[ASSIGNED TASK]
Write out each entry word for word.

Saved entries
::::

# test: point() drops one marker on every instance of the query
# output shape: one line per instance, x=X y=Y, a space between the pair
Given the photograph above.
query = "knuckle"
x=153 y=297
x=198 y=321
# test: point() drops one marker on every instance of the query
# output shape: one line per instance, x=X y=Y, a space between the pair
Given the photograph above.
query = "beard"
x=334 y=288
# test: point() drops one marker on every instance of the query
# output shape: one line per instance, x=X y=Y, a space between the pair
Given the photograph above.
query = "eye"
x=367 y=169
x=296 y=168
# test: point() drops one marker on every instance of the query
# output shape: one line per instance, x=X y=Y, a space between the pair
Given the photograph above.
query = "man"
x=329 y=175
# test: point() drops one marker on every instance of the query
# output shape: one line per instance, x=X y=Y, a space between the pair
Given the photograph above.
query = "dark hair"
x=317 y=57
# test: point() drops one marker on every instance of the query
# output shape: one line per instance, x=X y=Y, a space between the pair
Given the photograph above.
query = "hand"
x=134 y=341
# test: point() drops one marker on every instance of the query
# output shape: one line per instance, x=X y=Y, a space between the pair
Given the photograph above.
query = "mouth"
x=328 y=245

::::

[ANSWER TO THE EXERCISE]
# test: point() drops one marker on every instance of the query
# output shape: one line per instance, x=X y=Y, a space between the pair
Given the photograph above.
query = "knuckle"
x=153 y=297
x=198 y=321
# test: point() drops one marker on every instance of the query
# output shape: one line per instance, x=X y=Y, a space between the pair
Given the photograph above.
query = "beard"
x=334 y=288
# test: point() drops one marker on every instance of the query
# output shape: one line per instance, x=X y=Y, a space between the pair
Given the photograph above.
query = "eye"
x=367 y=169
x=296 y=168
# test: point() drops one marker on every instance of the query
# output shape: one line per instance, x=X y=Y, a space between the pair
Given the photograph above.
query = "man"
x=329 y=175
# test: point() drops one marker on every instance of the query
# output shape: one line per instance, x=X y=Y, a space between the pair
Given the photograph above.
query = "dark hair"
x=317 y=57
# test: point() drops one marker on every instance of the query
# output shape: one line per instance, x=X y=Y, a space between the pair
Given the photograph above.
query = "hand"
x=134 y=341
# test: point() drops one marker on every instance of the query
# output shape: one line per instance, x=X y=Y, a space between the pair
Given the photograph above.
query = "mouth"
x=328 y=245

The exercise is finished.